Hollow
Airport
Museum
H A M
…Ham was Noah’s son, the forefather of the nations on the eastern shores of the Mediterranean, Cyprus, Israel, Lebanon and of the countries of the Middle East. The vacant International Airport of Nicosia at the Green Line is a Hollow building, a Museion without art exhibits. Although the airport is the only unoccupied from the Turkish army edifice located at the Green Line, is still in a militarized zone, under the control of the United Nations authorities. Stressing the necessity of an International School of Fine Arts and of a Contemporary Museum in the area, HAM, highlights the Ancient Greek idea of a Museion, as an interdisciplinary laboratory and not that of a space where artworks could be exhibited. Consequently, the space takes the form of Artististiclaboratories/studios where a group of international artists such as: Mounir Fatmi, Wafa Hourani, Gülsün Karamustafa, Narda Alvarado and others, have been already invited to work as the first selection of teachers.

DATASET:
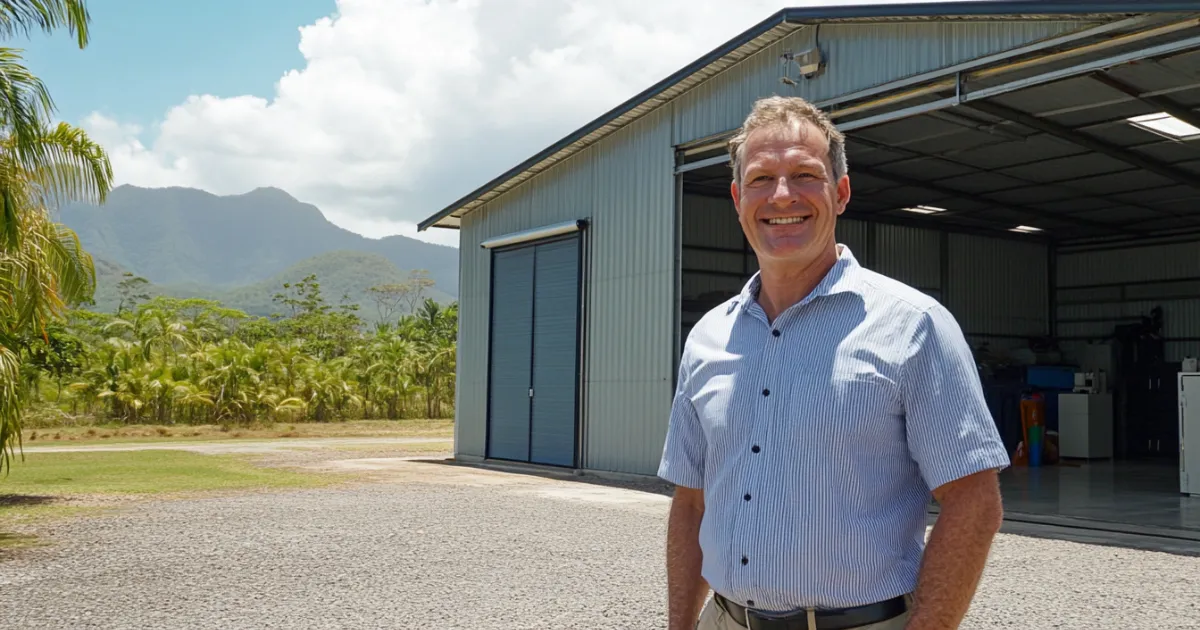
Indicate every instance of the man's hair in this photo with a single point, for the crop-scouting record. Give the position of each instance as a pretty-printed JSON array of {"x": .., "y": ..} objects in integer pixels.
[{"x": 786, "y": 111}]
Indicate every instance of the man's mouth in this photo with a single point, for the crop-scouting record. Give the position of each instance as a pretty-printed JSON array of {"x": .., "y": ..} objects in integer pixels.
[{"x": 786, "y": 220}]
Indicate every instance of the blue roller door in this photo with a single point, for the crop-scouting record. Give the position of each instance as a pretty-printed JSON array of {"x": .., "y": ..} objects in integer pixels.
[
  {"x": 535, "y": 300},
  {"x": 508, "y": 432},
  {"x": 555, "y": 334}
]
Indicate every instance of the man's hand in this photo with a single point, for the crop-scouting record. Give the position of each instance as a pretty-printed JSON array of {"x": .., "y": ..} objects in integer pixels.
[
  {"x": 971, "y": 514},
  {"x": 685, "y": 587}
]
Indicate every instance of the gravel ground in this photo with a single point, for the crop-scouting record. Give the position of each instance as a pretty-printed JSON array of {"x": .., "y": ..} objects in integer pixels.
[{"x": 438, "y": 546}]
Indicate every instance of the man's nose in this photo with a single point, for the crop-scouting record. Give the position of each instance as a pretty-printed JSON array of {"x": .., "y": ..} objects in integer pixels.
[{"x": 783, "y": 190}]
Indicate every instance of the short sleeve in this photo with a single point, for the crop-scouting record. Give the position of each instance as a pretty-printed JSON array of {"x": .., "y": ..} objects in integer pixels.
[
  {"x": 949, "y": 429},
  {"x": 683, "y": 454}
]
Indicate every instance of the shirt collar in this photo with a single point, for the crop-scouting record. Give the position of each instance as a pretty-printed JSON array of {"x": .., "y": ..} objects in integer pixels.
[{"x": 841, "y": 277}]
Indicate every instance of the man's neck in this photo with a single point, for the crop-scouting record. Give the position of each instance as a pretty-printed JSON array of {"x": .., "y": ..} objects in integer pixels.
[{"x": 784, "y": 286}]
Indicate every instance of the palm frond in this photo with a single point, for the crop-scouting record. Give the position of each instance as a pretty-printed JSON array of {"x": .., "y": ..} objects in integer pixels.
[
  {"x": 23, "y": 16},
  {"x": 24, "y": 102}
]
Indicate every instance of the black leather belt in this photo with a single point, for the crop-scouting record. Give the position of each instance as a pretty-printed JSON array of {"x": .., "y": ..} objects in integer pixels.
[{"x": 816, "y": 619}]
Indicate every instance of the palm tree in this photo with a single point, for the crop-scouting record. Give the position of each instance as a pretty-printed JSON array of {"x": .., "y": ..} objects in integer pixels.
[{"x": 43, "y": 269}]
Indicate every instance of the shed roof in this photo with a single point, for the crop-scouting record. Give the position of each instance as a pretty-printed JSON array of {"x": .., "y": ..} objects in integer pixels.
[{"x": 768, "y": 31}]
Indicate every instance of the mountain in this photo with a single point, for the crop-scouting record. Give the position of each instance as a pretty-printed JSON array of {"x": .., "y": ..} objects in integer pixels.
[
  {"x": 343, "y": 273},
  {"x": 184, "y": 238}
]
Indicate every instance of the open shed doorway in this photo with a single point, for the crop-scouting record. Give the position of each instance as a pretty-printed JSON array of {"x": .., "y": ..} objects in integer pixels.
[{"x": 1056, "y": 213}]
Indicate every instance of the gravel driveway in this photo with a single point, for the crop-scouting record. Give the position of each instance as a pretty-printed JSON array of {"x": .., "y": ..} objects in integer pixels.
[{"x": 431, "y": 546}]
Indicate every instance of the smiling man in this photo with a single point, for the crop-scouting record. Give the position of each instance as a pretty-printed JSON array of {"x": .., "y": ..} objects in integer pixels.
[{"x": 816, "y": 413}]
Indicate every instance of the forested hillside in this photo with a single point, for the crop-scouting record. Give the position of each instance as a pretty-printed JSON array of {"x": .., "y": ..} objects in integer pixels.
[
  {"x": 169, "y": 361},
  {"x": 185, "y": 237},
  {"x": 342, "y": 275}
]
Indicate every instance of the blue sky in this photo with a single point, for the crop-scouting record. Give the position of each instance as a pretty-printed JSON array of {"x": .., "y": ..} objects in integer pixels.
[
  {"x": 148, "y": 55},
  {"x": 379, "y": 117}
]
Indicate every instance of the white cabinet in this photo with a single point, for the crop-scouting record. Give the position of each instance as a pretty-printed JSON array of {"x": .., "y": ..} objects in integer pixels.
[
  {"x": 1189, "y": 433},
  {"x": 1085, "y": 425}
]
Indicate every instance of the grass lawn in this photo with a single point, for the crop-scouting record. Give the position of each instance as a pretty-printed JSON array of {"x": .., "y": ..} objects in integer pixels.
[
  {"x": 63, "y": 484},
  {"x": 150, "y": 433}
]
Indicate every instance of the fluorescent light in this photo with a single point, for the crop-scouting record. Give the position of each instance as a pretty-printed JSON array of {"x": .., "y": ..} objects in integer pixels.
[
  {"x": 924, "y": 209},
  {"x": 1164, "y": 124}
]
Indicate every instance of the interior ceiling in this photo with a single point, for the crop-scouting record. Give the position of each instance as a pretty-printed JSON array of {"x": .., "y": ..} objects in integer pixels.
[{"x": 1060, "y": 156}]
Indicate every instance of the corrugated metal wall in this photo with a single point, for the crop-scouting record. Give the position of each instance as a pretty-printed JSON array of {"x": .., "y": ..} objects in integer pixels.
[
  {"x": 625, "y": 186},
  {"x": 999, "y": 288},
  {"x": 1101, "y": 289},
  {"x": 859, "y": 57}
]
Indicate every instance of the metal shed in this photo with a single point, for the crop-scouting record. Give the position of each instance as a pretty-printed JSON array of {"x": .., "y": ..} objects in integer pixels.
[{"x": 1030, "y": 163}]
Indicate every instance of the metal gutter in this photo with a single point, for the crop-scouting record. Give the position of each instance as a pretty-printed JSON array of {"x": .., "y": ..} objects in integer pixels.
[{"x": 787, "y": 21}]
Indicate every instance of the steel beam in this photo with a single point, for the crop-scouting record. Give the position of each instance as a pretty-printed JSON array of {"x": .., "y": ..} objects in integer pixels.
[
  {"x": 1078, "y": 192},
  {"x": 969, "y": 197},
  {"x": 1086, "y": 142},
  {"x": 1158, "y": 102}
]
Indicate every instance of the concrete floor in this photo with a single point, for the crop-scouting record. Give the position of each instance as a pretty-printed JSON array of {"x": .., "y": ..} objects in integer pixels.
[{"x": 1119, "y": 496}]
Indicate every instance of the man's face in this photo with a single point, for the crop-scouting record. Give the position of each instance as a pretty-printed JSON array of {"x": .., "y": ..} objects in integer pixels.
[{"x": 789, "y": 201}]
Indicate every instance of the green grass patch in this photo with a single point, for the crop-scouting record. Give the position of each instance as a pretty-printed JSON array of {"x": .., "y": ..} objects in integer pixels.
[
  {"x": 151, "y": 472},
  {"x": 54, "y": 485},
  {"x": 88, "y": 435}
]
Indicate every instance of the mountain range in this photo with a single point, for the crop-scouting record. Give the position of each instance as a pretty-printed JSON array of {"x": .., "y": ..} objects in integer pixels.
[{"x": 240, "y": 249}]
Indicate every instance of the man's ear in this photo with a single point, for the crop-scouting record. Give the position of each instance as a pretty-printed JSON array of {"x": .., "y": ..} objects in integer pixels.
[{"x": 843, "y": 193}]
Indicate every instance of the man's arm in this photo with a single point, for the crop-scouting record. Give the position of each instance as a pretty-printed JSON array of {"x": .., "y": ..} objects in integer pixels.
[
  {"x": 687, "y": 589},
  {"x": 971, "y": 514},
  {"x": 957, "y": 445}
]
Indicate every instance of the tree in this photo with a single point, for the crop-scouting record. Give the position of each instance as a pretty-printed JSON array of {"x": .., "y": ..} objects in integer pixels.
[{"x": 43, "y": 269}]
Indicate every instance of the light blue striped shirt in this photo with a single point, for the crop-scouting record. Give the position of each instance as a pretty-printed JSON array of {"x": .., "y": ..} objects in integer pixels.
[{"x": 817, "y": 439}]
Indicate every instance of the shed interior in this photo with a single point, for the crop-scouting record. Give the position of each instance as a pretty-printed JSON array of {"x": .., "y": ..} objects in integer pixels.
[{"x": 1056, "y": 213}]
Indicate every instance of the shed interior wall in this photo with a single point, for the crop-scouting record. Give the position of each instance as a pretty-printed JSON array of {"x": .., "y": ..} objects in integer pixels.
[
  {"x": 997, "y": 287},
  {"x": 1099, "y": 289}
]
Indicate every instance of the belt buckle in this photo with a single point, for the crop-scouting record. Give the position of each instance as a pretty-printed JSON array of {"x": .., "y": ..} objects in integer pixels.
[{"x": 757, "y": 622}]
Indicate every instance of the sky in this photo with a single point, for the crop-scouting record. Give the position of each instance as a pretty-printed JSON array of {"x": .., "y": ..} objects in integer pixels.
[{"x": 378, "y": 112}]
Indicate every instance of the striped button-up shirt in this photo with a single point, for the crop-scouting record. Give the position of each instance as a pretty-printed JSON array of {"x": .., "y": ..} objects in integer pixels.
[{"x": 817, "y": 438}]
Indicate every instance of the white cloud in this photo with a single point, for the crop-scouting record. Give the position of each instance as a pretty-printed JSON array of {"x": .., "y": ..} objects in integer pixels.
[{"x": 405, "y": 106}]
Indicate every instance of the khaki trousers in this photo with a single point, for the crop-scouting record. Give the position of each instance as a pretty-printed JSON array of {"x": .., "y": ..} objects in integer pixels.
[{"x": 714, "y": 618}]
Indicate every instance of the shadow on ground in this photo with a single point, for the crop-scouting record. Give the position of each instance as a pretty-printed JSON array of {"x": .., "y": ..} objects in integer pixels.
[
  {"x": 1018, "y": 525},
  {"x": 25, "y": 501}
]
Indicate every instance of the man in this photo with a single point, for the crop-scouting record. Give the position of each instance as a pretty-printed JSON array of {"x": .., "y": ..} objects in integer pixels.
[{"x": 816, "y": 412}]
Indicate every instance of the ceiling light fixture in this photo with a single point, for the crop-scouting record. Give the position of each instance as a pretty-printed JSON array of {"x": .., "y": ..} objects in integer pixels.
[
  {"x": 1167, "y": 125},
  {"x": 924, "y": 209}
]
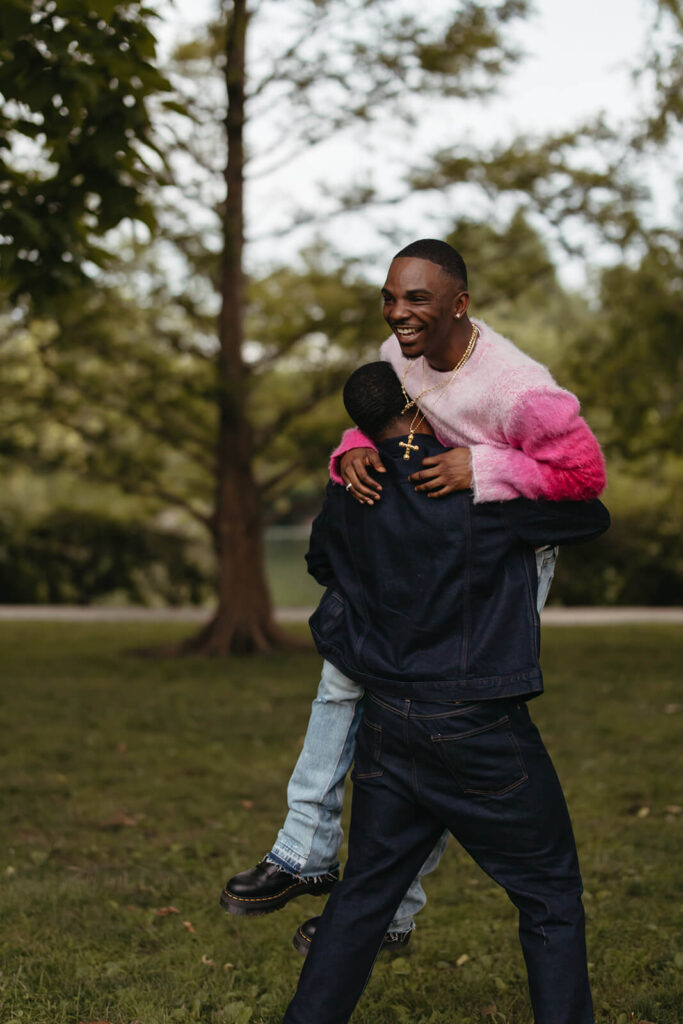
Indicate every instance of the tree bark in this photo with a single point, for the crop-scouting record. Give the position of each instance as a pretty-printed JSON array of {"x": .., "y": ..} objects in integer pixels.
[{"x": 244, "y": 621}]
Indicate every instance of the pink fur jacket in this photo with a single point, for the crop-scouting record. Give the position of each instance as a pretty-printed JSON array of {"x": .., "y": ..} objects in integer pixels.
[{"x": 523, "y": 431}]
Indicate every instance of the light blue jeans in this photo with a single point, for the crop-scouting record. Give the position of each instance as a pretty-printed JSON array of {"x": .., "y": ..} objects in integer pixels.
[{"x": 308, "y": 842}]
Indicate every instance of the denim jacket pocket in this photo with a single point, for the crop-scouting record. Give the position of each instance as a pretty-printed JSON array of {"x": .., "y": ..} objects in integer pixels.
[
  {"x": 368, "y": 751},
  {"x": 484, "y": 761}
]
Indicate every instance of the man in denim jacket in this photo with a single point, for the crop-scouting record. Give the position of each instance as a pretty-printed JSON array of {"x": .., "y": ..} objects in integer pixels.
[{"x": 431, "y": 606}]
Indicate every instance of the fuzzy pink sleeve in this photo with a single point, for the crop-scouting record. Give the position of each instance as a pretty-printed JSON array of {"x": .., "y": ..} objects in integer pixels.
[
  {"x": 353, "y": 437},
  {"x": 552, "y": 454}
]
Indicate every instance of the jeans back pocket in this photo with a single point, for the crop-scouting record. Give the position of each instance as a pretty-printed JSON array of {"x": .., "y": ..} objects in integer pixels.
[
  {"x": 485, "y": 761},
  {"x": 368, "y": 751}
]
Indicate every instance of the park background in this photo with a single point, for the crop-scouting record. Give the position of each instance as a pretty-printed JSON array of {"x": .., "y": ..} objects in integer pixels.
[{"x": 199, "y": 202}]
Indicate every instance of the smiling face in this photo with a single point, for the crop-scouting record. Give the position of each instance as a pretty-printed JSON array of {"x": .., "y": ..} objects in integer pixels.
[{"x": 422, "y": 304}]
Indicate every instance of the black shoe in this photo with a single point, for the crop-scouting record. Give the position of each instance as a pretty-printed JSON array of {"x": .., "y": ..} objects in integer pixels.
[
  {"x": 393, "y": 941},
  {"x": 267, "y": 888}
]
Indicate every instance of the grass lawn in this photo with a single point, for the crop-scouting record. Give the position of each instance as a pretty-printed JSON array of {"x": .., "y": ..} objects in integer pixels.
[{"x": 130, "y": 785}]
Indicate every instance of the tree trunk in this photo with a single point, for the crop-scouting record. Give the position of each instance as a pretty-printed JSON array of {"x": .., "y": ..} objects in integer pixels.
[{"x": 244, "y": 622}]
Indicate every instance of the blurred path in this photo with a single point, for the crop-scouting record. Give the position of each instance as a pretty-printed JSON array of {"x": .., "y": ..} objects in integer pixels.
[{"x": 74, "y": 613}]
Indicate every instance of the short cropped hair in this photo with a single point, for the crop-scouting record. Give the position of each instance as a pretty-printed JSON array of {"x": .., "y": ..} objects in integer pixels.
[
  {"x": 373, "y": 397},
  {"x": 437, "y": 252}
]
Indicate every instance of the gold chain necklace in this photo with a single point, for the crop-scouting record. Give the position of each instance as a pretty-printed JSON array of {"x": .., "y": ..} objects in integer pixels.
[
  {"x": 419, "y": 415},
  {"x": 461, "y": 363}
]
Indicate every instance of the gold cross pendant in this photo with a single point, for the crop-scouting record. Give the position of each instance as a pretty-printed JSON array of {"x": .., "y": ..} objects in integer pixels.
[{"x": 409, "y": 445}]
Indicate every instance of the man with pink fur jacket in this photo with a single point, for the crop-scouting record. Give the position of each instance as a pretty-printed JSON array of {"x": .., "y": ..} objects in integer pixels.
[{"x": 512, "y": 432}]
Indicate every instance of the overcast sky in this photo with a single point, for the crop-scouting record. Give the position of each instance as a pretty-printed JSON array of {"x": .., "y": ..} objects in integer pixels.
[{"x": 579, "y": 55}]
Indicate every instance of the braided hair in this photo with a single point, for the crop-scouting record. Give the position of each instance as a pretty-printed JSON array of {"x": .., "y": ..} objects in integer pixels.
[{"x": 373, "y": 397}]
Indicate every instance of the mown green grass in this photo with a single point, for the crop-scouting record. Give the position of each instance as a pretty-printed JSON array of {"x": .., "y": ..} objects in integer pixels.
[{"x": 132, "y": 784}]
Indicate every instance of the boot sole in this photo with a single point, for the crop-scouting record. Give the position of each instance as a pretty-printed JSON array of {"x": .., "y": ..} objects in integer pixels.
[
  {"x": 259, "y": 906},
  {"x": 390, "y": 949}
]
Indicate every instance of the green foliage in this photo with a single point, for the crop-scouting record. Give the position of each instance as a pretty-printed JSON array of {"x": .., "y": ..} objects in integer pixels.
[
  {"x": 136, "y": 784},
  {"x": 83, "y": 557},
  {"x": 628, "y": 364},
  {"x": 639, "y": 561},
  {"x": 77, "y": 145}
]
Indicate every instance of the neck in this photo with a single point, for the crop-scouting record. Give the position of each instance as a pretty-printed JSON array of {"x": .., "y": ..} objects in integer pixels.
[
  {"x": 400, "y": 427},
  {"x": 452, "y": 352}
]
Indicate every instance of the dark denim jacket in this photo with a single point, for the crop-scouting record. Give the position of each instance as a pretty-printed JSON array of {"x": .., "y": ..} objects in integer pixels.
[{"x": 435, "y": 597}]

THE TASKS:
- 1) Answer these questions about the Hollow Airport Museum text above:
(a) Whose son was Ham?
(b) Under whose control is the zone where the airport stands?
(c) What idea of a Museion does HAM highlight?
- 2) Proceed with the Hollow Airport Museum text, starting after its last sentence.

FINAL ANSWERS:
- 1)
(a) Noah's.
(b) The United Nations authorities.
(c) The Ancient Greek idea of a Museion as an interdisciplinary laboratory, not a space for exhibiting artworks.

- 2)
This plan gives students and local artists the opportunity to meet stimulating established artists, coming mostly from countries with similar political problems, contested areas or countries with long-lasting wars.
Students’ chance to collaborate and exchange ideas and feelings with them, accordingly, gives the “teachers” the opportunity to use the airport space as studio in order to accomplish one of their projects, while learning as much as possible about Arab people and the political situation in the Middle East. In other words, no matter how much absurd it sounds, to learn how many problems, the contest for oil, caused to Middle East countries and the nearby area.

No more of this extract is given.